(Location identification items)
====
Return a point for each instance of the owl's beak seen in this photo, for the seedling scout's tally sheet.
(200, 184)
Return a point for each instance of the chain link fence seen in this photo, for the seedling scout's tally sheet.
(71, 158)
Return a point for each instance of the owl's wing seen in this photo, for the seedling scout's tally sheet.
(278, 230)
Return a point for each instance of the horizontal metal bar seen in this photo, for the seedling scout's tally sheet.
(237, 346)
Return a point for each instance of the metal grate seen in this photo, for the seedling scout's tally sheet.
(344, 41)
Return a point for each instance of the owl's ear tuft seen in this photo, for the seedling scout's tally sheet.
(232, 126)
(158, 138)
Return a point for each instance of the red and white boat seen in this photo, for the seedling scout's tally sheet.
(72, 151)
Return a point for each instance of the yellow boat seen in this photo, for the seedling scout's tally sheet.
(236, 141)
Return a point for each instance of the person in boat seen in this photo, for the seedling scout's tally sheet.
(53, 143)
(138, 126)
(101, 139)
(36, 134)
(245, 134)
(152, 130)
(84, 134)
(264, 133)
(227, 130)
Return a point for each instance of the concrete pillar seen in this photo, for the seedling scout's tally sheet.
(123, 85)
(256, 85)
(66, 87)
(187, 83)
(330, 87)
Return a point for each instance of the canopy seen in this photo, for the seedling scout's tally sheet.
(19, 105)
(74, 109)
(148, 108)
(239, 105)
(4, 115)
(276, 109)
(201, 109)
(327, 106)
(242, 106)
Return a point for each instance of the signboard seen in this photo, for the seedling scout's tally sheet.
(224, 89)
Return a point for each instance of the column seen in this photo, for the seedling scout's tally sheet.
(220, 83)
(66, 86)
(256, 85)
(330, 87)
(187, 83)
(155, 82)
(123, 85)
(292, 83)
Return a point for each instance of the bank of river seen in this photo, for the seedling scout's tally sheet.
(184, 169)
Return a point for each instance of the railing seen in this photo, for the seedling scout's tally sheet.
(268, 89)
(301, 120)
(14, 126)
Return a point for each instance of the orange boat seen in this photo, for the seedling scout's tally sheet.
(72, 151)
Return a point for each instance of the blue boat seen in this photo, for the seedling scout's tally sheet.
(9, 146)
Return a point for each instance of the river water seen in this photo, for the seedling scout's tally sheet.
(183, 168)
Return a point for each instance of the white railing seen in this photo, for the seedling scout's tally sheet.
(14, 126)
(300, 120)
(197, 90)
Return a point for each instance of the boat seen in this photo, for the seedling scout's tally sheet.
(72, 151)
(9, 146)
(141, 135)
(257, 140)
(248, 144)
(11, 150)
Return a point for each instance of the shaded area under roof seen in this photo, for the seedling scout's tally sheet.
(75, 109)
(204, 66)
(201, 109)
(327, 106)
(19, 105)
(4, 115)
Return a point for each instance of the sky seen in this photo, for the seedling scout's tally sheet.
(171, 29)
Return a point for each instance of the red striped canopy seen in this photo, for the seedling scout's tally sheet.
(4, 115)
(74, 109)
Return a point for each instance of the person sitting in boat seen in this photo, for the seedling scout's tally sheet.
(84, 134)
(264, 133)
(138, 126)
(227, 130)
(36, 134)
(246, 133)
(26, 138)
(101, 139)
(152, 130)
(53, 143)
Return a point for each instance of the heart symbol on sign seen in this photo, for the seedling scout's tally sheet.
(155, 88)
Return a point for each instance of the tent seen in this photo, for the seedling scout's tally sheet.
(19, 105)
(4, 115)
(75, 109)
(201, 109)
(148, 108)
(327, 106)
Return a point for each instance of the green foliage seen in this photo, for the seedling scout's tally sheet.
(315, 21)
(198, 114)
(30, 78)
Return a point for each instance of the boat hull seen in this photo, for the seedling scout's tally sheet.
====
**Objective:**
From the records above, extract every entry exactly as given.

**Answer to the task:**
Return a point for each instance of the owl's beak seen in this photo, for the seedling scout's tally sheet.
(200, 184)
Return a point for each instance of the chain link fence seen in this photo, for the seedling scout's tally sheet.
(71, 158)
Return a point for each instance of the owl's wing seen in this photo, for the seedling scout's tally sheet.
(278, 230)
Return a point for each instance of the horizontal metal bar seen in this photo, for the seedling scout's tally sheet.
(237, 346)
Return a point for each instance of the metal grate seen in this photo, for the seedling scout's tally sheet.
(344, 41)
Return a point for each instance of the owl's ear tuft seen in this photo, for the seedling scout's tally sheet.
(232, 126)
(158, 138)
Return a point for each instance of the red and white boat seen in this photo, for the seedling scout's tally sheet.
(72, 151)
Return a point for each instance of the yellow boat seen in this photo, for the seedling scout's tally sheet.
(236, 141)
Return a point for each instance of the person in boat seen in this photo, for the seedling scout's tally sheet.
(53, 143)
(138, 126)
(101, 139)
(36, 134)
(245, 134)
(152, 130)
(84, 134)
(264, 133)
(227, 130)
Return a point for each instance of the concrete pillar seen in this photo, for the seedling scout's tally sheet.
(123, 85)
(256, 85)
(66, 87)
(187, 83)
(330, 87)
Return a point for each instance of the canopy seen in this photo, for the seedling scout's tally sheet.
(19, 105)
(74, 109)
(148, 108)
(239, 105)
(4, 115)
(276, 109)
(201, 109)
(327, 106)
(242, 106)
Return a point for each instance of the signboard seen in this photo, for the seedling scout's tally sheet.
(224, 89)
Return a point for each instance of the column seen in this photo, for the seedling scout's tally sheet.
(220, 83)
(66, 86)
(256, 85)
(330, 87)
(187, 83)
(155, 82)
(123, 85)
(292, 83)
Return a point for each instance of the bank of river seen in this photo, for the seedling scout's tally sheet.
(184, 169)
Return a point for each instance of the railing seen in this photo, for the seedling scout's tally sheet.
(268, 89)
(301, 120)
(14, 126)
Return a point for each instance of the orange boat seen in this photo, for the seedling scout's tally sheet.
(72, 151)
Return a point for each instance of the blue boat seen in this photo, for the seedling scout's tally sheet.
(9, 146)
Return a point for each instance of the river water seen in this photo, for the seedling scout's tally sheet.
(183, 168)
Return a point for each instance of the white railing seen in this photo, for the seedling scout's tally sheet.
(14, 126)
(300, 120)
(197, 90)
Return a point for each instance of the boat seen in this photo, for the seedling scout's tally sheet.
(72, 151)
(9, 146)
(141, 135)
(257, 140)
(248, 144)
(11, 150)
Return a point for each instance of the shaded area under roof seen in this photo, for the seedling scout's tally sheet.
(75, 109)
(204, 66)
(201, 109)
(327, 106)
(19, 105)
(4, 115)
Return a point for each instance of the sky seen in this photo, for the seedling scout's tally sheet.
(171, 29)
Return a point for each instance of the red striped canopy seen in this photo, for the seedling scout's tally sheet.
(4, 115)
(74, 109)
Return a point for each instance of the person sitting in boat seen in this photo, for the seedling scout's tally sheet.
(84, 134)
(264, 133)
(138, 126)
(227, 130)
(36, 134)
(246, 133)
(26, 138)
(101, 139)
(152, 130)
(53, 143)
Return a point for each instance of the heart symbol on sign seen in this photo, for the seedling scout's tally sheet.
(155, 88)
Return a point for each instance of the tent seen in this photo, for the seedling scout's tally sheet.
(19, 105)
(4, 115)
(75, 109)
(201, 109)
(148, 108)
(327, 106)
Return a point for each instance of the green foliage seen in this photo, for the seedling scout's tally sheet.
(315, 21)
(198, 114)
(30, 78)
Return a point for each instance of the boat hull seen in this photo, for the seedling scout's tally sheet.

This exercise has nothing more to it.